» Data records:

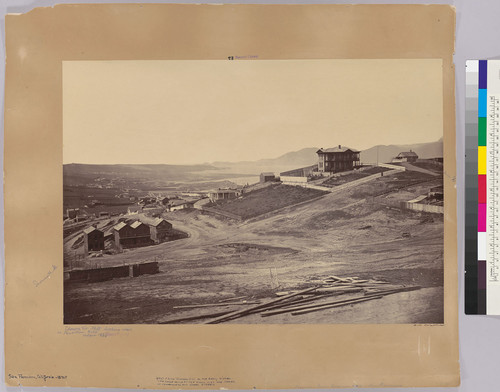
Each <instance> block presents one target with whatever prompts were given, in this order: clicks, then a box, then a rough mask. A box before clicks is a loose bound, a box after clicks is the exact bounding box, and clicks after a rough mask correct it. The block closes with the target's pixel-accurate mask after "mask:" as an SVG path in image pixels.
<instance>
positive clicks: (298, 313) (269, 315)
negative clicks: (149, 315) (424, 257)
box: [164, 276, 420, 324]
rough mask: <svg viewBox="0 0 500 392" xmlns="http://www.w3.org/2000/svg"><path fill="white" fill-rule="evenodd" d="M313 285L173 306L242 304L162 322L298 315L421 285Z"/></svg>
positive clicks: (359, 280) (418, 289)
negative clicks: (280, 314)
mask: <svg viewBox="0 0 500 392" xmlns="http://www.w3.org/2000/svg"><path fill="white" fill-rule="evenodd" d="M312 283H315V285H314V286H312V287H308V288H305V289H302V290H298V291H288V292H277V293H276V297H277V298H274V299H272V300H267V301H256V300H252V301H251V302H250V301H246V300H244V298H245V297H233V298H228V299H226V300H221V301H219V303H216V304H200V305H187V306H179V307H175V308H178V309H192V308H206V307H223V306H228V305H232V306H242V308H241V309H238V310H225V311H219V312H217V313H211V314H203V315H197V316H192V317H185V318H180V319H174V320H169V321H166V322H164V323H175V322H185V321H195V320H203V319H208V320H205V322H204V323H205V324H219V323H223V322H227V321H231V320H234V319H237V318H241V317H245V316H248V315H252V314H260V316H261V317H270V316H274V315H278V314H284V313H288V314H291V315H292V316H299V315H303V314H307V313H311V312H318V311H322V310H327V309H333V308H338V307H342V306H347V305H354V304H358V303H362V302H367V301H373V300H377V299H380V298H382V297H384V296H386V295H391V294H395V293H400V292H404V291H413V290H419V289H420V286H403V285H393V284H389V283H387V282H383V281H379V280H373V279H370V280H368V279H359V278H358V277H347V278H340V277H338V276H328V277H327V278H325V279H323V280H317V281H314V282H312Z"/></svg>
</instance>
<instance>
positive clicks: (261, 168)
mask: <svg viewBox="0 0 500 392" xmlns="http://www.w3.org/2000/svg"><path fill="white" fill-rule="evenodd" d="M351 147H352V148H355V146H351ZM318 149H319V148H318V147H308V148H303V149H301V150H298V151H293V152H288V153H286V154H284V155H281V156H279V157H277V158H273V159H260V160H258V161H242V162H212V163H210V165H212V166H215V167H217V168H219V169H221V170H224V171H228V172H229V171H232V172H238V173H249V174H250V173H252V174H259V173H261V172H264V171H270V172H275V173H279V172H282V171H286V170H291V169H295V168H300V167H305V166H310V165H314V164H315V163H317V162H318V156H317V155H316V151H318ZM377 149H378V161H379V162H390V161H391V160H392V158H394V157H395V156H396V155H398V154H399V153H400V152H402V151H410V150H412V151H415V152H416V153H417V154H418V156H419V157H420V158H424V159H425V158H435V157H442V156H443V140H442V139H440V140H438V141H436V142H431V143H420V144H405V145H390V146H383V145H379V146H374V147H371V148H369V149H367V150H363V151H361V154H360V158H361V162H365V163H375V162H377Z"/></svg>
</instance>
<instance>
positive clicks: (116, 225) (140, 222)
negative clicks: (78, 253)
mask: <svg viewBox="0 0 500 392" xmlns="http://www.w3.org/2000/svg"><path fill="white" fill-rule="evenodd" d="M172 234H173V227H172V224H171V223H170V222H167V221H166V220H165V219H163V218H150V217H147V216H140V217H138V219H137V220H135V221H133V222H131V223H126V222H120V223H118V224H116V225H115V226H113V228H112V229H111V233H109V234H107V233H104V232H103V231H102V230H99V229H97V228H96V227H95V226H90V227H88V228H86V229H85V230H84V231H83V241H84V251H85V254H88V252H89V251H100V250H104V247H105V245H104V242H105V241H106V240H108V239H111V240H113V241H114V244H115V248H116V249H117V250H119V251H121V250H123V249H124V248H136V247H140V246H147V245H153V244H159V243H161V242H164V241H168V240H169V239H170V237H171V236H172Z"/></svg>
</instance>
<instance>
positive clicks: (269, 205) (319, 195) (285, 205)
mask: <svg viewBox="0 0 500 392" xmlns="http://www.w3.org/2000/svg"><path fill="white" fill-rule="evenodd" d="M326 193H327V192H323V191H319V190H316V189H307V188H302V187H300V186H290V185H283V184H276V185H273V186H269V187H267V188H264V189H258V190H256V191H253V192H249V193H247V194H243V196H242V197H241V198H239V199H236V200H228V201H221V202H217V203H214V204H212V205H211V206H210V207H211V208H214V209H217V210H220V211H224V212H229V213H231V214H235V215H238V216H240V217H241V218H242V219H248V218H252V217H255V216H258V215H262V214H265V213H267V212H271V211H275V210H278V209H280V208H283V207H287V206H291V205H294V204H297V203H300V202H303V201H307V200H311V199H314V198H316V197H319V196H321V195H324V194H326Z"/></svg>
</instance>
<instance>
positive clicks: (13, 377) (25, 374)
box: [7, 373, 68, 383]
mask: <svg viewBox="0 0 500 392" xmlns="http://www.w3.org/2000/svg"><path fill="white" fill-rule="evenodd" d="M7 377H8V378H9V379H10V380H19V382H20V383H22V381H21V380H43V381H45V382H47V380H66V379H67V378H68V376H61V375H53V374H23V373H16V374H12V373H8V374H7Z"/></svg>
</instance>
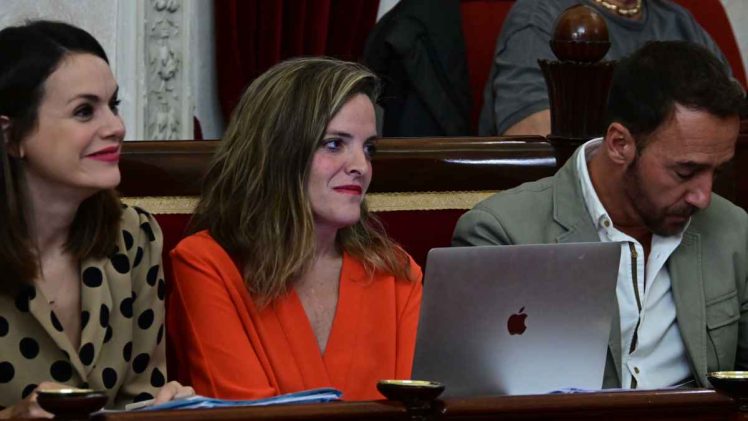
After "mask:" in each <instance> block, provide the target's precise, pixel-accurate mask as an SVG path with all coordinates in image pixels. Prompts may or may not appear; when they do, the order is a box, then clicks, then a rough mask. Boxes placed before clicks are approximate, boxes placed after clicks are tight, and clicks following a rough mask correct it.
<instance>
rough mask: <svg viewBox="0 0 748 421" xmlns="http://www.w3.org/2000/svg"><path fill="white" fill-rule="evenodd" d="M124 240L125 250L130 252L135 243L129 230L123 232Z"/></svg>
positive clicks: (122, 230) (123, 238)
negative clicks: (133, 245)
mask: <svg viewBox="0 0 748 421" xmlns="http://www.w3.org/2000/svg"><path fill="white" fill-rule="evenodd" d="M122 239H123V240H125V249H127V250H130V249H131V248H132V245H133V243H134V242H135V241H134V240H133V238H132V234H130V233H129V232H128V231H127V230H122Z"/></svg>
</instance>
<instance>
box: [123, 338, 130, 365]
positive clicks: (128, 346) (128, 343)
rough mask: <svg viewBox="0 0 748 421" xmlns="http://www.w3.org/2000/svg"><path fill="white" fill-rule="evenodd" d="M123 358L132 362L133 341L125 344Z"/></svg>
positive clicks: (128, 342)
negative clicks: (130, 360) (130, 359)
mask: <svg viewBox="0 0 748 421" xmlns="http://www.w3.org/2000/svg"><path fill="white" fill-rule="evenodd" d="M122 358H124V359H125V361H126V362H128V363H129V362H130V358H132V342H128V343H126V344H125V347H124V348H123V349H122Z"/></svg>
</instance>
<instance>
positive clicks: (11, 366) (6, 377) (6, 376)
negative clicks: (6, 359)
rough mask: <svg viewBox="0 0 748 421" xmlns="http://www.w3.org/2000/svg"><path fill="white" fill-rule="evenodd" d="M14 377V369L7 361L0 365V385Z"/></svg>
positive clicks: (11, 379) (11, 364)
mask: <svg viewBox="0 0 748 421" xmlns="http://www.w3.org/2000/svg"><path fill="white" fill-rule="evenodd" d="M15 375H16V369H15V368H13V364H11V363H9V362H8V361H3V362H1V363H0V383H8V382H9V381H11V380H13V377H15Z"/></svg>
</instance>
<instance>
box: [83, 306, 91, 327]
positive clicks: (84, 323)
mask: <svg viewBox="0 0 748 421" xmlns="http://www.w3.org/2000/svg"><path fill="white" fill-rule="evenodd" d="M90 318H91V313H89V312H87V311H85V310H84V311H81V330H83V329H85V328H86V325H87V324H88V320H89V319H90Z"/></svg>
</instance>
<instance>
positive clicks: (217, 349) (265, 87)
mask: <svg viewBox="0 0 748 421" xmlns="http://www.w3.org/2000/svg"><path fill="white" fill-rule="evenodd" d="M377 90H378V80H377V78H376V76H374V75H373V74H372V73H371V72H370V71H369V70H368V69H366V68H364V67H363V66H361V65H358V64H354V63H348V62H342V61H337V60H332V59H322V58H306V59H295V60H290V61H287V62H284V63H281V64H278V65H276V66H274V67H273V68H272V69H270V70H268V71H267V72H266V73H265V74H263V75H262V76H260V77H259V78H257V79H256V80H255V81H254V82H253V83H252V84H251V85H250V87H249V88H248V89H247V91H246V92H245V93H244V95H243V97H242V99H241V101H240V103H239V105H238V107H237V109H236V110H235V111H234V113H233V116H232V119H231V122H230V123H229V125H228V128H227V130H226V134H225V136H224V138H223V140H222V142H221V145H220V146H219V150H218V151H217V152H216V155H215V157H214V158H213V161H212V164H211V166H210V167H209V171H208V176H207V182H206V184H205V185H204V186H203V192H202V196H201V198H200V202H199V205H198V207H197V209H196V213H195V216H194V220H193V224H194V228H195V229H196V230H198V231H199V232H197V233H195V234H194V235H191V236H189V237H187V238H185V239H184V240H182V242H180V243H179V245H178V246H177V247H176V248H175V249H174V251H173V252H172V262H173V267H174V284H173V289H172V293H171V294H170V295H169V305H168V306H167V308H168V311H169V314H168V316H167V322H168V327H169V329H168V330H169V331H170V332H172V333H174V334H173V335H171V336H170V341H171V342H170V343H169V344H170V349H171V350H173V351H174V353H175V355H176V356H177V362H178V364H177V367H178V370H177V378H178V379H180V380H181V381H183V382H185V383H188V384H191V385H192V386H193V387H194V388H195V390H197V391H198V393H200V394H203V395H210V396H217V397H222V398H259V397H267V396H272V395H277V394H282V393H288V392H294V391H298V390H302V389H308V388H314V387H323V386H328V387H330V386H331V387H335V388H338V389H340V390H341V391H342V392H343V399H346V400H361V399H378V398H381V395H379V393H378V392H377V390H376V382H377V380H380V379H384V378H408V377H410V369H411V364H412V359H413V350H414V346H415V334H416V325H417V323H418V311H419V308H420V302H421V291H422V290H421V270H420V268H419V267H418V265H417V264H416V263H414V262H413V260H412V259H411V258H410V256H408V254H407V253H405V252H404V251H403V250H402V249H401V248H399V247H398V246H397V245H395V244H394V243H393V242H392V240H390V239H389V238H388V237H387V236H386V235H385V233H384V231H383V230H382V229H381V225H380V224H379V222H378V221H377V220H376V219H375V217H374V215H372V214H370V213H369V212H368V211H367V208H366V201H365V200H364V196H365V194H366V190H367V188H368V187H369V183H370V181H371V177H372V172H371V170H372V167H371V157H372V154H373V153H374V151H375V146H376V138H377V130H376V123H375V117H374V105H373V103H374V101H375V100H376V96H377Z"/></svg>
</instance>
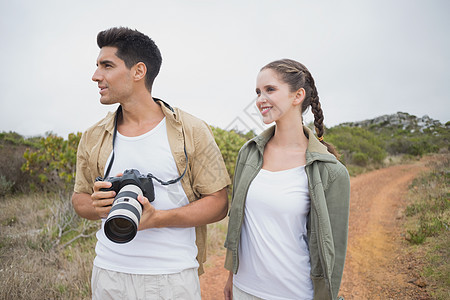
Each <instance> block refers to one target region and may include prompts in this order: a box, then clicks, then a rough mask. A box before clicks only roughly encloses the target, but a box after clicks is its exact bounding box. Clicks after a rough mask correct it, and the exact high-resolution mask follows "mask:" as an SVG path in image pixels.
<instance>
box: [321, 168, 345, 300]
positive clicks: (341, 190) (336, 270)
mask: <svg viewBox="0 0 450 300" xmlns="http://www.w3.org/2000/svg"><path fill="white" fill-rule="evenodd" d="M339 164H340V163H339ZM340 165H341V168H340V169H339V170H338V171H337V172H336V175H335V176H336V177H335V179H334V180H333V181H332V182H331V183H330V186H329V187H328V189H327V192H326V199H327V206H328V213H329V217H330V223H331V229H332V235H333V241H334V249H335V260H334V265H333V269H332V270H333V271H332V274H331V286H332V292H333V299H337V296H338V292H339V287H340V285H341V280H342V274H343V271H344V263H345V255H346V252H347V238H348V219H349V205H350V176H349V174H348V171H347V169H346V168H345V167H344V166H343V165H342V164H340Z"/></svg>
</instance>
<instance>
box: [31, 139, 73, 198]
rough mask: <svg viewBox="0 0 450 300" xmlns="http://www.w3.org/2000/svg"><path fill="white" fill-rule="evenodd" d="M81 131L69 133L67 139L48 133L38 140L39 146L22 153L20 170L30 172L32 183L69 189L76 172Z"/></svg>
mask: <svg viewBox="0 0 450 300" xmlns="http://www.w3.org/2000/svg"><path fill="white" fill-rule="evenodd" d="M80 138H81V133H80V132H78V133H77V134H74V133H71V134H69V136H68V138H67V140H65V139H63V138H62V137H59V136H57V135H54V134H48V135H47V136H46V137H45V138H41V139H40V140H39V148H38V149H37V150H36V149H34V150H33V149H30V148H28V149H27V150H26V151H25V153H24V154H23V156H24V158H25V163H24V164H23V165H22V171H23V172H25V173H28V174H30V175H31V176H32V177H33V178H34V179H35V182H34V185H35V186H36V187H38V188H42V189H47V190H53V191H55V190H60V189H64V190H70V189H71V188H72V186H73V180H74V179H75V172H76V159H77V148H78V143H79V142H80Z"/></svg>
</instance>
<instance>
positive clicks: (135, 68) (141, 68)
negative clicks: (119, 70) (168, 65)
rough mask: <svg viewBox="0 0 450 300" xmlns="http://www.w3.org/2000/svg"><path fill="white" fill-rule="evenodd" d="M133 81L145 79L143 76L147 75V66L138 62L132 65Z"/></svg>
mask: <svg viewBox="0 0 450 300" xmlns="http://www.w3.org/2000/svg"><path fill="white" fill-rule="evenodd" d="M133 68H134V79H135V80H136V81H139V80H141V79H143V78H145V75H146V74H147V66H146V65H145V64H144V63H143V62H138V63H137V64H135V65H134V67H133Z"/></svg>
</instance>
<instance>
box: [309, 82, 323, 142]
mask: <svg viewBox="0 0 450 300" xmlns="http://www.w3.org/2000/svg"><path fill="white" fill-rule="evenodd" d="M311 78H312V77H311ZM311 83H312V93H311V98H312V99H311V111H312V113H313V114H314V127H315V128H316V133H317V137H318V138H319V139H320V138H321V137H323V111H322V107H321V105H320V102H319V95H318V93H317V89H316V86H315V85H314V79H312V82H311Z"/></svg>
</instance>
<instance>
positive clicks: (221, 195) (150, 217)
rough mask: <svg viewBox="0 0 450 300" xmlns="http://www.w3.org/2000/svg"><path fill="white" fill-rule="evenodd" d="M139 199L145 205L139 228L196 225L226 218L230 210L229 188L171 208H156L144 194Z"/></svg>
mask: <svg viewBox="0 0 450 300" xmlns="http://www.w3.org/2000/svg"><path fill="white" fill-rule="evenodd" d="M138 200H139V201H140V202H141V203H142V205H143V206H144V210H143V213H142V218H141V221H140V223H139V230H143V229H148V228H161V227H194V226H201V225H205V224H209V223H213V222H217V221H220V220H222V219H223V218H225V216H226V215H227V212H228V196H227V188H226V187H225V188H223V189H221V190H220V191H217V192H215V193H212V194H208V195H204V196H203V197H202V198H201V199H199V200H197V201H193V202H191V203H189V204H188V205H185V206H183V207H179V208H175V209H170V210H156V209H155V208H154V207H153V206H152V205H151V204H150V202H148V199H147V198H145V197H142V196H139V197H138Z"/></svg>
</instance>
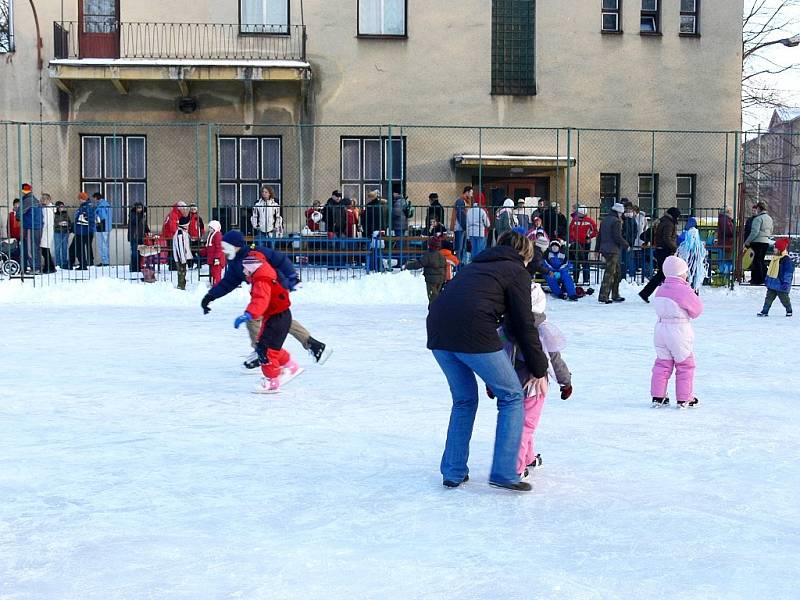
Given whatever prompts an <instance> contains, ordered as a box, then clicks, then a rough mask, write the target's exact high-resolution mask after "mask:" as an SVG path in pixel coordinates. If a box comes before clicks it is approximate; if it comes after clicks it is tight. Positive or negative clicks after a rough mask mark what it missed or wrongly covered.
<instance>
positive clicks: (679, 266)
mask: <svg viewBox="0 0 800 600" xmlns="http://www.w3.org/2000/svg"><path fill="white" fill-rule="evenodd" d="M661 270H662V271H663V272H664V277H681V276H682V275H685V274H686V273H688V272H689V265H687V264H686V261H685V260H683V259H682V258H680V257H678V256H668V257H667V259H666V260H665V261H664V266H663V267H662V269H661Z"/></svg>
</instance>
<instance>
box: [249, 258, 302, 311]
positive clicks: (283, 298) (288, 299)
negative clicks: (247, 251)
mask: <svg viewBox="0 0 800 600" xmlns="http://www.w3.org/2000/svg"><path fill="white" fill-rule="evenodd" d="M247 256H248V258H250V259H253V258H254V259H256V260H258V262H260V263H261V266H260V267H258V269H256V271H255V273H253V274H252V275H251V276H249V277H247V280H248V281H249V282H250V283H251V284H252V286H251V288H250V304H248V305H247V309H246V311H247V312H249V313H250V314H251V315H253V318H255V319H258V318H260V317H263V318H264V319H269V318H270V317H272V316H274V315H278V314H280V313H282V312H283V311H285V310H286V309H288V308H289V307H290V306H291V304H292V303H291V301H290V300H289V292H288V291H287V290H286V288H284V287H283V286H282V285H281V284H280V282H279V280H278V274H277V273H276V272H275V269H274V268H273V267H272V265H271V264H269V262H268V261H267V259H266V257H265V256H264V255H263V254H261V252H257V251H255V250H251V251H250V252H249V253H248V255H247Z"/></svg>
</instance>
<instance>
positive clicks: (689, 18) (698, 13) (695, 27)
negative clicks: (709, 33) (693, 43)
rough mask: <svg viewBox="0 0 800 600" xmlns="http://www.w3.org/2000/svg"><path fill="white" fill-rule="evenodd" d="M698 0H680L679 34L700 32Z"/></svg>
mask: <svg viewBox="0 0 800 600" xmlns="http://www.w3.org/2000/svg"><path fill="white" fill-rule="evenodd" d="M699 26H700V0H681V23H680V30H679V31H680V34H681V35H697V34H698V33H700V27H699Z"/></svg>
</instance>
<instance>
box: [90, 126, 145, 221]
mask: <svg viewBox="0 0 800 600" xmlns="http://www.w3.org/2000/svg"><path fill="white" fill-rule="evenodd" d="M81 190H82V191H84V192H86V193H87V194H89V195H90V196H91V195H92V194H94V193H95V192H99V193H100V194H103V196H104V197H105V198H106V200H108V203H109V204H110V205H111V207H112V209H113V216H112V219H113V221H114V225H125V224H126V223H127V222H128V210H129V207H130V206H133V205H134V204H135V203H136V202H141V203H142V204H144V205H145V206H146V205H147V137H146V136H144V135H92V134H84V135H81Z"/></svg>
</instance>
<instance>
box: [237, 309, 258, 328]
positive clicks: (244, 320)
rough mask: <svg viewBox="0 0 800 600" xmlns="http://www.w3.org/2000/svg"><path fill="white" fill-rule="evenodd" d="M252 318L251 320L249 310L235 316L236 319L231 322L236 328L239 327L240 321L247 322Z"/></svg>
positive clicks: (241, 323) (240, 321)
mask: <svg viewBox="0 0 800 600" xmlns="http://www.w3.org/2000/svg"><path fill="white" fill-rule="evenodd" d="M252 320H253V315H251V314H250V313H249V312H245V313H244V314H242V315H239V316H238V317H236V320H235V321H234V322H233V326H234V327H235V328H236V329H239V326H240V325H241V324H242V323H247V322H248V321H252Z"/></svg>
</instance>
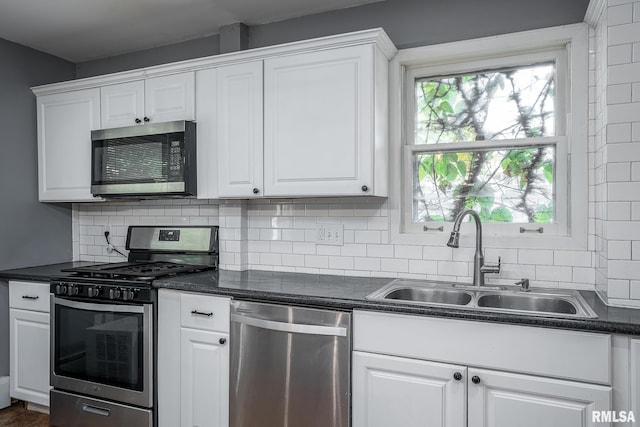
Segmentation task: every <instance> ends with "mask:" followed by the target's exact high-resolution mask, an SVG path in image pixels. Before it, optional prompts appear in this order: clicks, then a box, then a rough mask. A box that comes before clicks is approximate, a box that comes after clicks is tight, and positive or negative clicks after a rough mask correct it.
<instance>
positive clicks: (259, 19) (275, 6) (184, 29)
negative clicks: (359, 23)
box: [0, 0, 380, 62]
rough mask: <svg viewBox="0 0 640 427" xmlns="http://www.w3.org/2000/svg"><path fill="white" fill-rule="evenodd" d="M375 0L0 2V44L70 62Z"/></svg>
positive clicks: (325, 10) (74, 0) (142, 47)
mask: <svg viewBox="0 0 640 427" xmlns="http://www.w3.org/2000/svg"><path fill="white" fill-rule="evenodd" d="M376 1H380V0H0V38H3V39H6V40H10V41H13V42H15V43H19V44H22V45H25V46H29V47H32V48H34V49H38V50H41V51H43V52H47V53H50V54H52V55H55V56H58V57H61V58H64V59H66V60H69V61H72V62H83V61H88V60H92V59H98V58H106V57H109V56H114V55H120V54H123V53H128V52H135V51H138V50H142V49H149V48H152V47H156V46H162V45H166V44H171V43H176V42H181V41H185V40H191V39H195V38H199V37H204V36H209V35H212V34H218V33H219V29H220V27H221V26H223V25H228V24H232V23H235V22H244V23H245V24H247V25H258V24H264V23H267V22H273V21H280V20H283V19H288V18H294V17H298V16H304V15H309V14H313V13H319V12H325V11H328V10H334V9H342V8H347V7H352V6H358V5H361V4H365V3H373V2H376Z"/></svg>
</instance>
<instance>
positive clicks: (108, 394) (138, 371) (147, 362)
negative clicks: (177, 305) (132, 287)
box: [51, 297, 154, 408]
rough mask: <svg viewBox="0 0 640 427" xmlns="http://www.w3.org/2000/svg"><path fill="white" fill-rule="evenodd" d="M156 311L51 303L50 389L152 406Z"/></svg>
mask: <svg viewBox="0 0 640 427" xmlns="http://www.w3.org/2000/svg"><path fill="white" fill-rule="evenodd" d="M153 334H154V331H153V305H152V304H110V303H109V304H101V303H93V302H91V303H90V302H85V301H78V300H71V299H66V298H59V297H54V298H53V299H52V300H51V344H52V345H51V385H52V386H53V387H54V388H57V389H61V390H66V391H72V392H76V393H80V394H84V395H88V396H95V397H99V398H104V399H110V400H115V401H118V402H122V403H128V404H131V405H137V406H142V407H146V408H151V407H152V406H153V354H152V349H153Z"/></svg>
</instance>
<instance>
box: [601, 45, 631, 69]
mask: <svg viewBox="0 0 640 427" xmlns="http://www.w3.org/2000/svg"><path fill="white" fill-rule="evenodd" d="M632 53H633V44H631V43H626V44H620V45H617V46H611V47H610V48H609V52H608V58H607V64H608V65H620V64H630V63H631V60H632Z"/></svg>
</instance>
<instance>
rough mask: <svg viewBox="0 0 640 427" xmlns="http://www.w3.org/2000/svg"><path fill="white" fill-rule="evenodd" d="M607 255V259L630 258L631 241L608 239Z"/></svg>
mask: <svg viewBox="0 0 640 427" xmlns="http://www.w3.org/2000/svg"><path fill="white" fill-rule="evenodd" d="M607 257H608V258H609V259H619V260H629V259H631V242H629V241H625V240H609V246H608V249H607Z"/></svg>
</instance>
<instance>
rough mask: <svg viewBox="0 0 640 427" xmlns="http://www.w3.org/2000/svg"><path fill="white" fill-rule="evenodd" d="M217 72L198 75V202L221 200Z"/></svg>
mask: <svg viewBox="0 0 640 427" xmlns="http://www.w3.org/2000/svg"><path fill="white" fill-rule="evenodd" d="M217 72H218V70H217V69H215V68H209V69H206V70H200V71H198V72H196V86H197V87H198V91H197V92H196V122H197V126H196V134H197V138H196V143H197V144H198V146H197V153H198V156H197V160H198V199H216V198H217V197H218V141H217V129H216V98H217V95H216V81H217Z"/></svg>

» Problem to solve:
Looking over the records, find each line with the word "whatever" and copy it.

» Answer to this problem:
Each <instance> block presents one target with whatever prompts were given, in this order: clicks, then a box, then a rough mask. A box before clicks is a loose bound, a box after clicks is the exact bounding box, and clicks after a rough mask correct it. The block closes with the target's pixel-accurate mask after "mask:" as an SVG path in image pixels.
Given whatever prompts an <instance> contains, ordered as a box, then clicks, then a rough mask, write the target's exact high-resolution mask after "mask:" as an SVG path in pixel coordinates. If a box comes before clicks it is approximate; if it comes after clicks it is tight. Positive or negative clicks after a rough mask mark what it missed or wrongly covered.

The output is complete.